─── ENTRIES PROVIDED

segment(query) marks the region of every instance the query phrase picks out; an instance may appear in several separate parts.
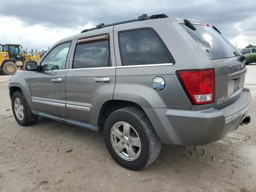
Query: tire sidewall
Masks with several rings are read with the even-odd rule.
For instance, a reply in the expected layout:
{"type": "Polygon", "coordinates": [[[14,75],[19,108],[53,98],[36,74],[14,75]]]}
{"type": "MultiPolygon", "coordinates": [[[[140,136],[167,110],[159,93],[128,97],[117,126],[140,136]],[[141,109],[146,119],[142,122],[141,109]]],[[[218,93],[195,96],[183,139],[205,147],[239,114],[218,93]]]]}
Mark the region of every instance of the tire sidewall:
{"type": "Polygon", "coordinates": [[[12,97],[12,113],[18,123],[22,126],[25,126],[26,125],[26,120],[28,118],[28,110],[26,104],[26,101],[25,100],[25,98],[20,92],[16,92],[13,94],[12,97]],[[14,110],[14,102],[16,98],[18,98],[20,100],[23,106],[23,108],[24,109],[24,118],[23,118],[23,119],[22,121],[17,117],[14,110]]]}
{"type": "Polygon", "coordinates": [[[146,164],[149,158],[149,142],[147,133],[143,128],[143,125],[134,116],[128,112],[127,114],[119,113],[115,112],[110,114],[107,119],[104,126],[104,139],[105,142],[111,156],[122,166],[128,169],[137,170],[140,169],[146,164]],[[129,124],[137,132],[141,144],[141,151],[139,157],[133,161],[128,161],[122,158],[116,152],[110,141],[110,131],[112,126],[116,122],[123,121],[129,124]]]}

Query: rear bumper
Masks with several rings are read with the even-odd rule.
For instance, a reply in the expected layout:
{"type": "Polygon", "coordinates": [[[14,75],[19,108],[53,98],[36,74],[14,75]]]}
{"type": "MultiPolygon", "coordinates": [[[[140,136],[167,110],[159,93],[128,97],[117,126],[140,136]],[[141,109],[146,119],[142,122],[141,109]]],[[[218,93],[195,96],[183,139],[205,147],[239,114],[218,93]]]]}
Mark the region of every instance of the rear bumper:
{"type": "Polygon", "coordinates": [[[244,91],[236,102],[221,110],[144,109],[163,143],[200,145],[219,140],[237,128],[251,101],[250,93],[244,91]]]}

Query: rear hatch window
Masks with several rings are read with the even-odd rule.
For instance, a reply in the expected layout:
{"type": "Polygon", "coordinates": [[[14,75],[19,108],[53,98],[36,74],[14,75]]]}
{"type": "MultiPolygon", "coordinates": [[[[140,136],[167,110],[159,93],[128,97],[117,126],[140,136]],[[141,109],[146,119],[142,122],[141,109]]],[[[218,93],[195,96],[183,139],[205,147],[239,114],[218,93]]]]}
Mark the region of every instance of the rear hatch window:
{"type": "Polygon", "coordinates": [[[210,60],[237,56],[234,52],[240,54],[234,46],[212,27],[194,24],[196,28],[194,31],[185,24],[181,25],[210,60]]]}

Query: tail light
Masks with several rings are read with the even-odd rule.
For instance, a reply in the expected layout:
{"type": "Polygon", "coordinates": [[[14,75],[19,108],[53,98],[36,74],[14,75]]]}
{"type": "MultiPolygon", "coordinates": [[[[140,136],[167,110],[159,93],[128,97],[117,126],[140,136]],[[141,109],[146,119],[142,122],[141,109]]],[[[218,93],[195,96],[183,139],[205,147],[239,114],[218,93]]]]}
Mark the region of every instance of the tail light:
{"type": "Polygon", "coordinates": [[[214,69],[178,71],[176,74],[192,104],[203,105],[214,102],[214,69]]]}

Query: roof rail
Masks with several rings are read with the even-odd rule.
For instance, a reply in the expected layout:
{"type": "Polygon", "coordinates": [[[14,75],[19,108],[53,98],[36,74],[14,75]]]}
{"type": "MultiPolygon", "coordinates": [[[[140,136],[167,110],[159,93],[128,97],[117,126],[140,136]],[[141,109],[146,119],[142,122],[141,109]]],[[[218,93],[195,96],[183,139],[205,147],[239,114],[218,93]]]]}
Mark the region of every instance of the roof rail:
{"type": "Polygon", "coordinates": [[[110,27],[110,26],[114,26],[114,25],[120,25],[121,24],[123,24],[124,23],[131,23],[132,22],[134,22],[135,21],[143,21],[145,20],[148,20],[149,19],[159,19],[161,18],[166,18],[168,17],[165,14],[158,14],[156,15],[152,15],[150,17],[148,16],[147,14],[143,14],[142,15],[139,16],[138,17],[138,19],[132,19],[131,20],[127,20],[126,21],[121,21],[120,22],[118,22],[117,23],[112,23],[111,24],[108,24],[105,25],[104,23],[101,23],[99,25],[97,25],[96,27],[92,28],[90,29],[85,29],[83,30],[81,33],[84,33],[84,32],[87,32],[89,31],[92,31],[96,29],[100,29],[101,28],[103,28],[105,27],[110,27]]]}

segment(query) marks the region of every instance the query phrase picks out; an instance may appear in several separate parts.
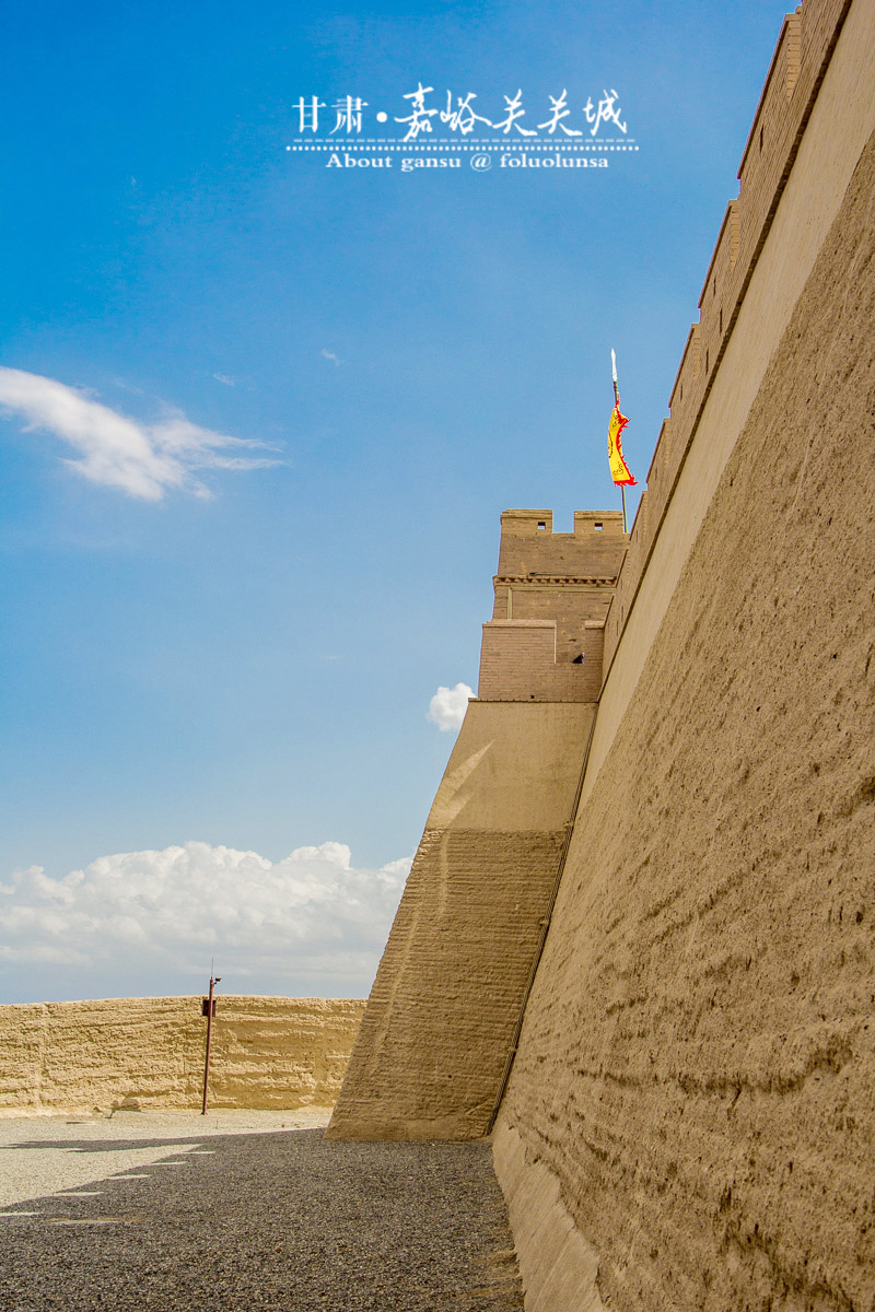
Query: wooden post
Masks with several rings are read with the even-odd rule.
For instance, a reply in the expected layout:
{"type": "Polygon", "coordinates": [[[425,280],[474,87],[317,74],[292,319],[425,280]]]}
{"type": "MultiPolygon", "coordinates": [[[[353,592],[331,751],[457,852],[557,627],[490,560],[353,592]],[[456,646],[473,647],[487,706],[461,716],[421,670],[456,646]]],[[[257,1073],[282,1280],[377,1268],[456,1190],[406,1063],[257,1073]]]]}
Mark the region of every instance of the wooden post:
{"type": "Polygon", "coordinates": [[[213,977],[213,967],[210,967],[210,996],[206,1000],[206,1057],[203,1060],[203,1102],[201,1103],[201,1115],[206,1117],[206,1096],[207,1088],[210,1085],[210,1044],[213,1042],[213,1012],[215,1008],[215,987],[222,980],[222,976],[213,977]]]}

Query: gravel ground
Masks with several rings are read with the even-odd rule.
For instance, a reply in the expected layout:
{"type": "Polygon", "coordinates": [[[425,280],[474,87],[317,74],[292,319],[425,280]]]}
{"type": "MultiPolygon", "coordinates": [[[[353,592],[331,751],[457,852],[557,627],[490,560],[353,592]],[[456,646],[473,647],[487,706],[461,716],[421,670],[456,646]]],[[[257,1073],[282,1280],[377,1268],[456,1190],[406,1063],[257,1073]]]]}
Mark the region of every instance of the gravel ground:
{"type": "Polygon", "coordinates": [[[521,1312],[489,1147],[325,1115],[0,1122],[0,1308],[521,1312]]]}

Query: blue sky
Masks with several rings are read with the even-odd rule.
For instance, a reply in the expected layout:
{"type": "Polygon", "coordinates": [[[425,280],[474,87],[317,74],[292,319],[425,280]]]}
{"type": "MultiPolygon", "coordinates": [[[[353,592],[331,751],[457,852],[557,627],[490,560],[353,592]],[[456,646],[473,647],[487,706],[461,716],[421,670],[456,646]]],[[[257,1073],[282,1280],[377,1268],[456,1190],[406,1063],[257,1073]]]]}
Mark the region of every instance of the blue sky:
{"type": "Polygon", "coordinates": [[[312,925],[336,945],[311,926],[310,966],[275,945],[268,964],[251,925],[231,991],[367,989],[386,888],[451,745],[429,701],[476,686],[499,514],[552,506],[568,530],[575,508],[618,504],[610,346],[644,482],[782,16],[771,0],[8,12],[0,912],[17,918],[0,1000],[199,987],[234,935],[198,934],[198,911],[188,937],[153,933],[152,876],[176,890],[197,866],[203,907],[220,888],[237,924],[262,867],[235,886],[234,861],[205,855],[219,849],[274,875],[306,849],[295,878],[323,890],[312,925]],[[434,104],[475,92],[493,121],[521,89],[527,123],[567,89],[579,129],[611,88],[639,148],[552,173],[286,151],[299,97],[394,118],[420,80],[434,104]],[[151,483],[143,461],[139,484],[127,457],[108,463],[129,440],[151,483]],[[177,849],[197,861],[159,859],[177,849]],[[104,924],[76,901],[97,876],[70,876],[112,854],[143,854],[152,893],[104,924]],[[332,928],[344,879],[371,897],[349,933],[332,928]]]}

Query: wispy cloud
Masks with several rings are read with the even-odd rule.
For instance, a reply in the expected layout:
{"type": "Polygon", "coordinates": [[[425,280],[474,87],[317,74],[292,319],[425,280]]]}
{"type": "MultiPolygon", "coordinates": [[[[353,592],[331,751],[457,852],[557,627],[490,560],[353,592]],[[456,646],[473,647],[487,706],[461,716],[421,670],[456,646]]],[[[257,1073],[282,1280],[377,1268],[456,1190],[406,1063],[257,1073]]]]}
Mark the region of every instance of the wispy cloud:
{"type": "Polygon", "coordinates": [[[0,407],[18,415],[26,432],[52,433],[79,454],[64,463],[83,478],[127,496],[160,501],[178,489],[211,496],[194,470],[257,470],[277,459],[227,454],[275,450],[199,428],[177,409],[167,408],[157,422],[119,415],[76,387],[54,378],[0,367],[0,407]]]}
{"type": "Polygon", "coordinates": [[[467,684],[457,684],[455,687],[441,685],[429,702],[426,719],[437,724],[442,733],[460,728],[470,697],[474,697],[474,690],[467,684]]]}
{"type": "Polygon", "coordinates": [[[173,975],[202,972],[215,956],[223,975],[256,985],[260,977],[282,984],[303,975],[316,996],[325,979],[362,994],[409,867],[403,859],[357,869],[342,842],[296,848],[277,862],[186,842],[100,857],[62,879],[31,866],[0,883],[0,937],[8,945],[0,967],[33,980],[62,971],[80,997],[94,996],[98,979],[100,988],[125,997],[134,981],[164,992],[173,975]]]}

──────

WHAT THE EXERCISE ASKS —
Which lines in the records above contain the string "rail", matching case exactly? Copy each of those lines in full.

WRITTEN ANSWER —
Query: roof rail
Mark the region of every instance of the roof rail:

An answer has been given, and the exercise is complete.